---- DATA PROVIDED

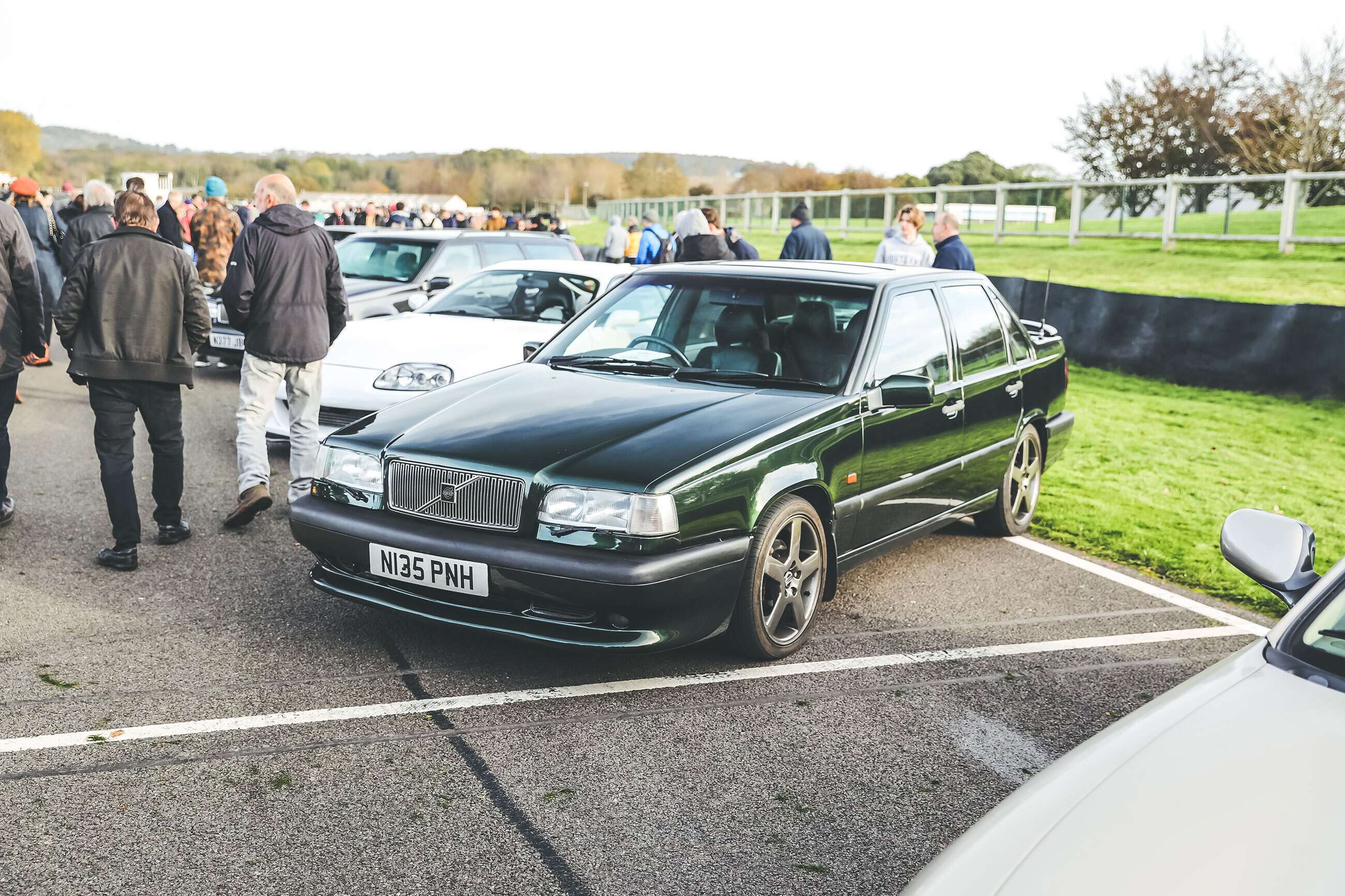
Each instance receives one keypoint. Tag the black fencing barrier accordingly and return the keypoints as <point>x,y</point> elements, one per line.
<point>1193,342</point>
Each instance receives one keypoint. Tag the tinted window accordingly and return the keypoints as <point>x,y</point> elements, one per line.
<point>391,260</point>
<point>559,250</point>
<point>455,261</point>
<point>914,340</point>
<point>981,342</point>
<point>1017,339</point>
<point>496,252</point>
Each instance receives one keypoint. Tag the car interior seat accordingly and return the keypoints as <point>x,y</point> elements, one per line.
<point>741,343</point>
<point>813,346</point>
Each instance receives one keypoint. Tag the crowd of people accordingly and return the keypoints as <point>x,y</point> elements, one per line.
<point>123,284</point>
<point>131,312</point>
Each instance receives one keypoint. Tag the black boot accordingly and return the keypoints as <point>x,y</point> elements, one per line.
<point>174,533</point>
<point>122,559</point>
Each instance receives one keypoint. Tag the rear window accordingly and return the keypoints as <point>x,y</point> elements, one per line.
<point>557,250</point>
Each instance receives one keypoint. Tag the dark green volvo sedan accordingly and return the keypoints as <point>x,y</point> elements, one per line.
<point>703,450</point>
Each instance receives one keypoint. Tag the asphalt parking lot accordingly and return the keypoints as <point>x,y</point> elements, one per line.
<point>213,723</point>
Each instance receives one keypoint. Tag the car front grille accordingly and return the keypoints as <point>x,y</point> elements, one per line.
<point>465,497</point>
<point>339,416</point>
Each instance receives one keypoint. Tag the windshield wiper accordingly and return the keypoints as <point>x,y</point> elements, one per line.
<point>750,378</point>
<point>607,363</point>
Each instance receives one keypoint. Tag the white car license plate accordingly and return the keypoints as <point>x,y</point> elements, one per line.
<point>228,340</point>
<point>445,574</point>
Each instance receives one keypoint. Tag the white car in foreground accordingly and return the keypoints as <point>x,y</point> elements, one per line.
<point>1229,785</point>
<point>474,327</point>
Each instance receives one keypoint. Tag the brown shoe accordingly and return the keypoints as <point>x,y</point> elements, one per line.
<point>250,503</point>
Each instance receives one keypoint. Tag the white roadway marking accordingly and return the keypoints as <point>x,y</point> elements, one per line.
<point>602,688</point>
<point>1142,586</point>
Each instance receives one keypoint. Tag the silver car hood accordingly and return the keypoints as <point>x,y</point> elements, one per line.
<point>1227,785</point>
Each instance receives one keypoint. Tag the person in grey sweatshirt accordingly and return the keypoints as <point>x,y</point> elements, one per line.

--------

* **PROMPT**
Turn all the items above into one numbered list with no blank lines, leaving the pictures out.

* **RESPONSE TO THE EXERCISE**
1. Each instance receives one keypoint. Tag the black fencing barrier accordingly and return the keypoints as <point>x,y</point> elements, one per line.
2. <point>1193,342</point>
3. Each instance receives one keypoint. Tag the tinted window accordingly and return the keypoints as <point>x,y</point> elements, one per line.
4. <point>391,260</point>
5. <point>559,250</point>
6. <point>455,261</point>
7. <point>914,340</point>
8. <point>981,342</point>
9. <point>1017,339</point>
10. <point>496,252</point>
11. Each instance receives one keypoint. Tag the car interior seat accordingly and return the keypoints as <point>x,y</point> elements, one per line.
12. <point>741,343</point>
13. <point>813,346</point>
14. Each instance receives one keypoint. Tag the crowd of people accordingly and return the keypoints as <point>x,y</point> elements, one per line.
15. <point>123,284</point>
16. <point>131,312</point>
17. Each instance receives one keypoint. Tag the black boot accordingly and return the keypoints as <point>x,y</point> elements, one per line.
18. <point>174,533</point>
19. <point>122,559</point>
20. Each instance receives one keypoint. Tag the rear window accordingly and return the keypoints as <point>x,y</point> elements, one per line.
21. <point>557,250</point>
22. Each instance receives one keypoint. Tag the dark green volvo sedan accordingly and return the keypoints as <point>x,y</point> elements, one per line.
23. <point>703,450</point>
24. Each instance receives one keypoint. Tag the asphalt parking lot accordingly and return the keypoints as <point>x,y</point> elements, one per line.
25. <point>213,723</point>
26. Each instance receives one keypoint. Tag the car front grille accordingly and return the keypoints as <point>x,y</point> elements, one per line.
27. <point>465,497</point>
28. <point>339,416</point>
29. Each instance receives one keypoint. Tag the windshield wiper accordingly and return the keypoints as <point>x,y</point> elements, one per line.
30. <point>750,378</point>
31. <point>607,363</point>
32. Each instance receives one keypoint. Tag the white car license plate accordingly and return the keypoints as <point>x,y</point> elements, one per line.
33. <point>228,340</point>
34. <point>445,574</point>
35. Each instance receives one keypoint. Tag the white car in foreground accordingly and return the keypoints as <point>x,y</point> elements, one per line.
36. <point>1229,785</point>
37. <point>474,327</point>
38. Each instance receives one keypoint. Tag the brown shoe accordingly and return the keypoints as <point>x,y</point> elements, one per line.
39. <point>250,503</point>
40. Each instance receives one keypoint. Tag the white roadway marking accordingly and return the keypoints as <point>x,y</point> elements, one per line.
41. <point>602,688</point>
42. <point>1142,586</point>
43. Each instance receives one keypoint. Tag the silver car hood accordingly and return the keypoints as <point>x,y</point> elements, one per line.
44. <point>1227,785</point>
45. Each instance receives one keypoint. Tag the person in grey sweatshirt accordingly and return the keypoints as <point>x,y</point> elements, one per line.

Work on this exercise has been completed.